Location annotation dataset excerpts

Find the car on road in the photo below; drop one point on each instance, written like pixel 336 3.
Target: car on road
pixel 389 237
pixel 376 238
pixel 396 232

[Exercise objective] Rename "car on road" to "vehicle on road" throughout the material, leaving everything else unchanged.

[Answer below]
Find the vehicle on road in the photo below; drop one point on each instance, written like pixel 336 3.
Target: vehicle on road
pixel 389 237
pixel 376 238
pixel 396 232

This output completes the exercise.